## SEITENAUSZUG
+ + + +

Medikamente gegen chronische Hepatitis C (HCV) verstärken möglicherweise die Aktivität des Hepatitis-B-Virus (HBV). Mehrere Fälle wurden bekannt, in denen sich bei einer Co-Infektion beider Virustypen der Leberstatus der Patienten unter antiviraler Therapie stark verschlechtert hatte. Ein Patient musste sich einer Lebertransplantation unterziehen. Die Europäische Arzneimittelagentur (EMA) startet daher ein Verfahren zur Risikobewertung.
Die EU-Kommission ist Initiator der Prüfung. Auslöser waren fünf entsprechende Fälle aus der Literatur. Demnach wurde bei Co-Infizierten unter Therapie mit den Mitteln gegen Hepatitis C zwar die Viruslast deutlich gesenkt, zugleich war aber deutlich vermehrte Aktivität von HBV aufgetreten. Weitere Vorfälle seien aus der Nebenwirkungs-Datenbank Eudravigilance bekannt geworden, heißt es.
Alle sechs derzeit zugelassenen direkt antiviral wirkenden Medikamente gegen Hepatitis C werden nun überprüft. Betroffen sind demnach Daklinza (Daclatasavir, Bristol-Myers Squibb), Exviera (Dasabuvir, AbbVie), Harvoni (Sofosbuvir/Ledipasvir, Gilead), Olysio (Simeprovir, Janssen-Cilag), Sovaldi (Sofosbuvir, Gilead) und Viekirax (Ombitasvir/Paritaprevir/Ritonavir, AbbVie).

+ + + +

## EINGABEDATEN

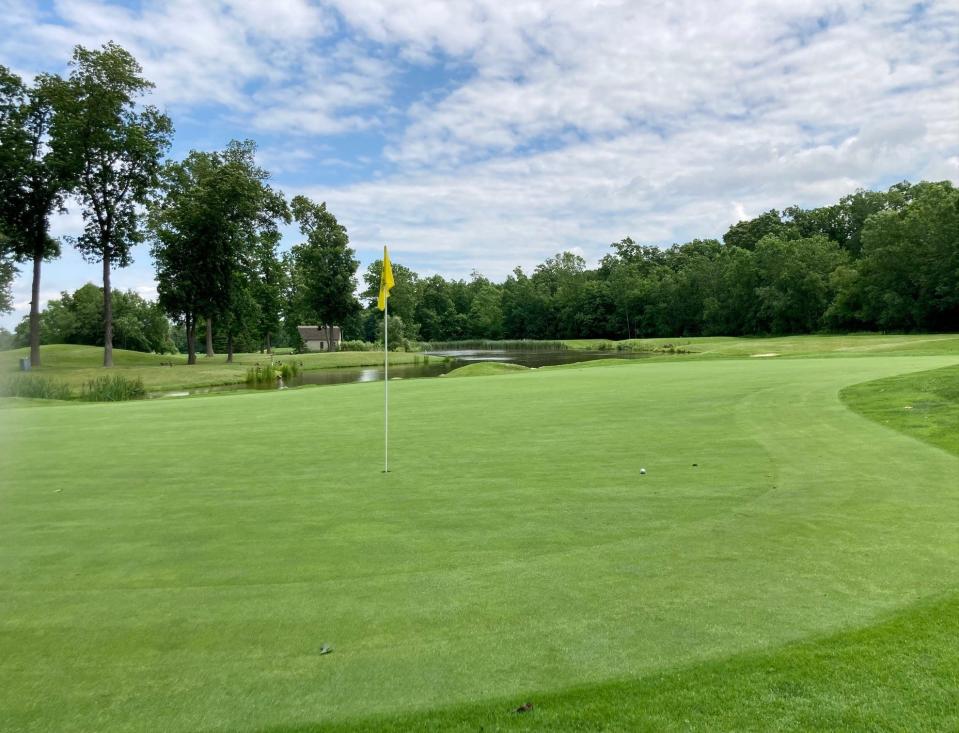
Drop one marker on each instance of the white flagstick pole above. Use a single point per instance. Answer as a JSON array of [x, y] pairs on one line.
[[386, 385]]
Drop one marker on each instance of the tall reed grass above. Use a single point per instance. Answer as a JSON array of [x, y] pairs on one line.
[[114, 388], [35, 387], [492, 345]]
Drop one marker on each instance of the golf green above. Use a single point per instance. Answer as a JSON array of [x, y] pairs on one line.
[[179, 565]]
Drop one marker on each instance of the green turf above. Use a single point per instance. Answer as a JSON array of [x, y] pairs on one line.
[[486, 369], [178, 565], [925, 405], [76, 365]]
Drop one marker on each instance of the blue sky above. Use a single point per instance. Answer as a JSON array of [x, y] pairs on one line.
[[480, 135]]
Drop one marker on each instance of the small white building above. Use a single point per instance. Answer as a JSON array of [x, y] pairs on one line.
[[319, 338]]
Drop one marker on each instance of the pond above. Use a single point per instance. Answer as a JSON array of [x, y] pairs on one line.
[[444, 361]]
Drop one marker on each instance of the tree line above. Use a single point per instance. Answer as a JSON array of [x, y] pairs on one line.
[[875, 260]]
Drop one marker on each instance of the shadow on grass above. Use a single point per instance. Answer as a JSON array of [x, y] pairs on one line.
[[900, 674]]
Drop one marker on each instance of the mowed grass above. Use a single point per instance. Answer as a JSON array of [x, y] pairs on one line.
[[179, 565], [76, 365]]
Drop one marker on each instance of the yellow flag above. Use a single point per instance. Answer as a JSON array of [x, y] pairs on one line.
[[386, 281]]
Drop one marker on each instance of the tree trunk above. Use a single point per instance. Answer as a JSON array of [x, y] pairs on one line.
[[209, 337], [35, 309], [190, 339], [107, 313]]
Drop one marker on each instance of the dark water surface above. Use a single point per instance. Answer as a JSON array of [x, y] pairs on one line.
[[443, 362]]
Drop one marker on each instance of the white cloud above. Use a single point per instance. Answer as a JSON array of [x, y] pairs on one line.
[[561, 125]]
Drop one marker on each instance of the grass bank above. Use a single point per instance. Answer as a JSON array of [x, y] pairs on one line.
[[486, 369], [180, 565], [75, 366], [789, 346]]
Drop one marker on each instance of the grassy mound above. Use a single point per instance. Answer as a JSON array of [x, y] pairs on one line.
[[485, 369]]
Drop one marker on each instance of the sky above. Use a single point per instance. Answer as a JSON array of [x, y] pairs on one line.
[[481, 135]]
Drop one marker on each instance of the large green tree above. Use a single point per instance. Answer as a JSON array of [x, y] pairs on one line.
[[909, 274], [33, 181], [212, 224], [116, 146], [77, 318], [323, 277]]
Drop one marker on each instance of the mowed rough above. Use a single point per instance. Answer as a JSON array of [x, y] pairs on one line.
[[178, 565]]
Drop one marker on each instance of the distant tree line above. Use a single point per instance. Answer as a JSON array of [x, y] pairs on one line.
[[872, 261]]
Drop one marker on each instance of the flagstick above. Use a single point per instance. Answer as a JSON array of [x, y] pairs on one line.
[[386, 385]]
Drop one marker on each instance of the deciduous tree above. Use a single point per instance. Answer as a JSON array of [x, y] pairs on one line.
[[116, 147]]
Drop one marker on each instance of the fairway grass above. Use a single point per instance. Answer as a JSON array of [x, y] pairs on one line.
[[178, 565]]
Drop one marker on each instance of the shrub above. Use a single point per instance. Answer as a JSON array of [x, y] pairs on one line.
[[258, 376], [358, 346], [289, 370], [114, 388], [42, 388]]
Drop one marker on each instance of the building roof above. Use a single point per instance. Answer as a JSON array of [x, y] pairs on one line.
[[317, 333]]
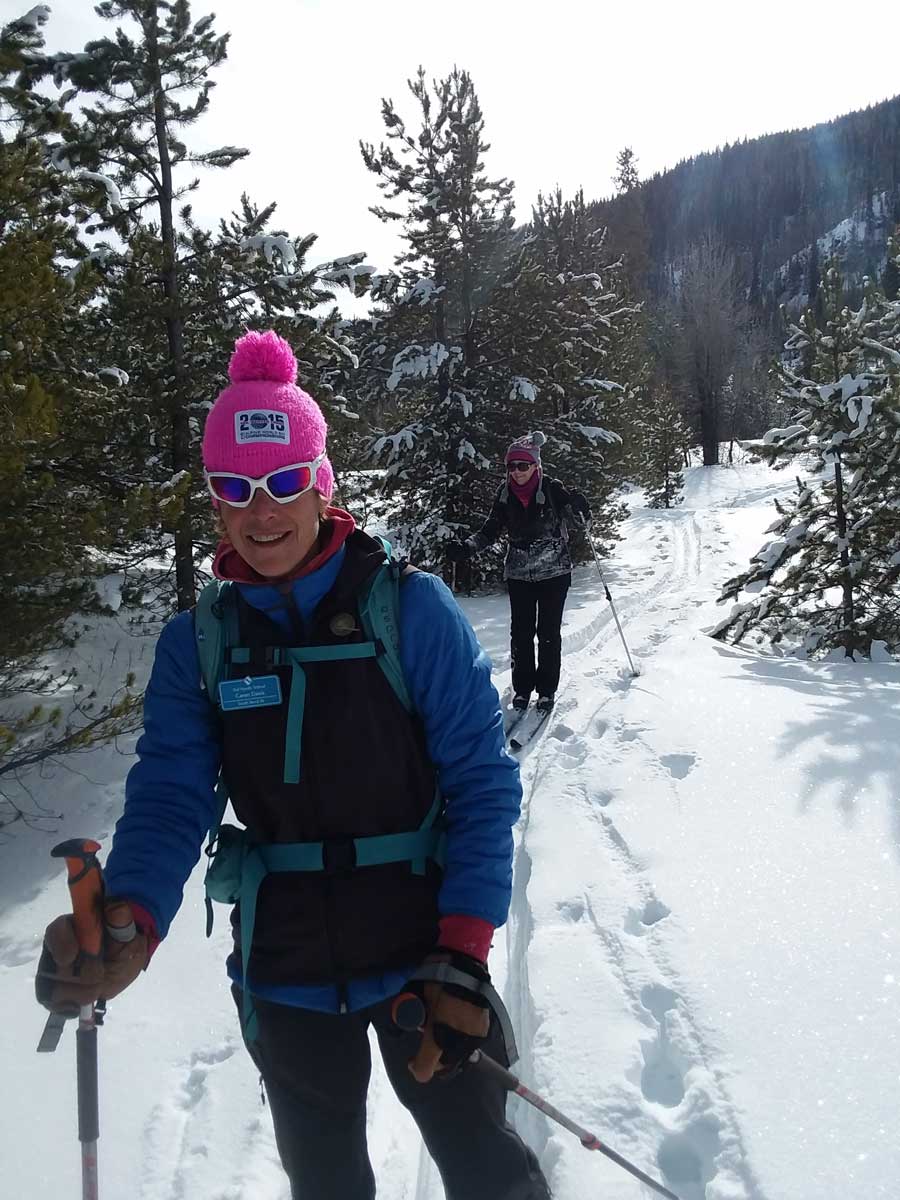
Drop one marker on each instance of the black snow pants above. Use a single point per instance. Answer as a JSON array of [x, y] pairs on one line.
[[537, 606], [316, 1068]]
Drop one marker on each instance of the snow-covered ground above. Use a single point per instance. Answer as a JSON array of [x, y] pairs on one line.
[[701, 958]]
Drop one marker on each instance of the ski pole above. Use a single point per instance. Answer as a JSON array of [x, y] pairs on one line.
[[85, 887], [588, 1140], [635, 672], [408, 1013]]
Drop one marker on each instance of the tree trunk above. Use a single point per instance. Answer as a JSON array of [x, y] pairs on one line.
[[174, 330]]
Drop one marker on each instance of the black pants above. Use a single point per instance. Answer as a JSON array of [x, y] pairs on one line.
[[537, 606], [316, 1068]]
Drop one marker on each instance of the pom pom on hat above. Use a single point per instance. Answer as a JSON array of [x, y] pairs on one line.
[[263, 421], [262, 357]]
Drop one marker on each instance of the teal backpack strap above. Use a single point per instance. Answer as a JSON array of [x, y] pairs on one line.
[[216, 629], [215, 623], [379, 615]]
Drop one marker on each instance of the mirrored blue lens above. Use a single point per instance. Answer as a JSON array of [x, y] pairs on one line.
[[229, 489], [289, 483]]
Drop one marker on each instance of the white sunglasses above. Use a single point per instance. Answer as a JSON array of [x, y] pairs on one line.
[[282, 485]]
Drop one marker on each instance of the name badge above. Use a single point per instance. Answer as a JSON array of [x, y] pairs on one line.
[[253, 691]]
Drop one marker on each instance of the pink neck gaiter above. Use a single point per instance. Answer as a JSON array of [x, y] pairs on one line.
[[523, 492]]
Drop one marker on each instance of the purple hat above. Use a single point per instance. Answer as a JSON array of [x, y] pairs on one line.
[[263, 421]]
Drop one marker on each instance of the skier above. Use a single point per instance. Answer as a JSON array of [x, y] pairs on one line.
[[323, 759], [535, 513]]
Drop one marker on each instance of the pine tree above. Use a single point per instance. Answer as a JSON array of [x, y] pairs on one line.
[[661, 438], [571, 337], [629, 229], [828, 580], [891, 276], [178, 295], [432, 334]]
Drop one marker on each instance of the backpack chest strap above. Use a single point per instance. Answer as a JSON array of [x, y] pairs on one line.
[[330, 857], [294, 657]]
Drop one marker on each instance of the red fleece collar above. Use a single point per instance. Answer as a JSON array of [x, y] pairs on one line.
[[335, 529]]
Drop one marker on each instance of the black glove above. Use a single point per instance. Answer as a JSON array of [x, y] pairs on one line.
[[581, 510], [459, 551], [457, 1019], [66, 979]]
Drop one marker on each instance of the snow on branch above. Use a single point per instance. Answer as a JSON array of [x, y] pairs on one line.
[[121, 377], [271, 245], [114, 197], [403, 438], [525, 389], [35, 17], [415, 363], [594, 433]]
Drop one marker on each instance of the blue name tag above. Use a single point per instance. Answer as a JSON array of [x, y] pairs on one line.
[[253, 691]]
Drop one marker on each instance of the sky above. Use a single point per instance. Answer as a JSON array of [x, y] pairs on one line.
[[563, 88]]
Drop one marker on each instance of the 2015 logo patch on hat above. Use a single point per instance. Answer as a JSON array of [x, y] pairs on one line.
[[253, 425]]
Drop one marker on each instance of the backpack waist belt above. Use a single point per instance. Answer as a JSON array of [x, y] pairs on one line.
[[239, 868]]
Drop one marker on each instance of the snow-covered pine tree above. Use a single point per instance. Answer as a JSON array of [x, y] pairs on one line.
[[571, 339], [178, 295], [661, 437], [433, 329], [54, 508], [828, 580]]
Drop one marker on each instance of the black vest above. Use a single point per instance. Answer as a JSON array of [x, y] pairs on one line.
[[364, 772]]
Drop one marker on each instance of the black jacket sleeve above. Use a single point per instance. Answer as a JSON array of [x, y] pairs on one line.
[[493, 527], [571, 502]]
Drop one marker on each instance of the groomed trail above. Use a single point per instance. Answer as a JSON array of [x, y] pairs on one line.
[[701, 958], [586, 947]]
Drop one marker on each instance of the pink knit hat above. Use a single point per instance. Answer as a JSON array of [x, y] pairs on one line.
[[263, 421], [527, 449]]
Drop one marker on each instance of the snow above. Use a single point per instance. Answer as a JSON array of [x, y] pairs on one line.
[[271, 245], [35, 17], [522, 388], [702, 958], [114, 197], [117, 373]]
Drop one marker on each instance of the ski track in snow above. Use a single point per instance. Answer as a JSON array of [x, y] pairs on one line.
[[676, 1099], [587, 953]]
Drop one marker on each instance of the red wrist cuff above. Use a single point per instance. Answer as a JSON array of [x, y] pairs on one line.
[[468, 935], [147, 925]]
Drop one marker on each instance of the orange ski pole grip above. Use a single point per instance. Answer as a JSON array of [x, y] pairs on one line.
[[85, 887]]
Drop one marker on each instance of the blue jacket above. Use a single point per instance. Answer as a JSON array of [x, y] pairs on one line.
[[171, 790]]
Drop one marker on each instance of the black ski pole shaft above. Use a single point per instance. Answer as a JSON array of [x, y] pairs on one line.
[[408, 1013], [588, 1140], [612, 606], [85, 886]]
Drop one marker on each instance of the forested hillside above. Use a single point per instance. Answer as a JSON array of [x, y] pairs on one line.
[[779, 203]]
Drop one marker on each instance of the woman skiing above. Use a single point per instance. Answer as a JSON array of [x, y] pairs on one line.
[[377, 813], [535, 513]]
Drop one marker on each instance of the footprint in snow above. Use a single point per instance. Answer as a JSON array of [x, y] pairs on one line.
[[679, 766], [571, 910], [688, 1159], [663, 1075], [637, 923]]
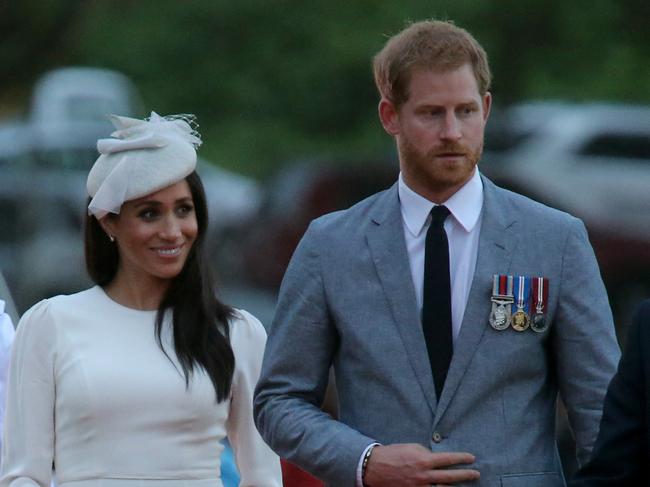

+ + + +

## AUFGABEN
**A)** Beantworte diese Fragen zum Text über Hepatitis-C-Medikamente, jede in einer eigenen Zeile:
(i) Welchem Eingriff musste sich ein Patient laut Text unterziehen?
(ii) Wie viele Fälle aus der Literatur lösten die Prüfung aus?
(iii) Welches Unternehmen wird bei Exviera und bei Viekirax genannt?
**B)** Schreibe den Text über Hepatitis-C-Medikamente im Anschluss an seinen letzten Satz weiter.

## LÖSUNGEN
**A)**
(i) Einer Lebertransplantation.
(ii) Fünf.
(iii) AbbVie.

**B)**
Die Präparate hatten die Behandlung der Hepatitis C praktisch revolutioniert: Vor ihrer Einführung hatten sich Patienten bis zu 18 Monate mit dem Wirkstoff Ribavirin und dem Hormon Interferon behandeln lassen müssen. Vor allem die Nebenwirkungen machten die Behandlung für die Patienten beschwerlich, eine Erfolgsgarantie gab es nicht. Allerdings wirken Interferone sowohl gegen HBV als auch gegen HCV, während die neuen Präparate lediglich die Viruslast von HCV verringern.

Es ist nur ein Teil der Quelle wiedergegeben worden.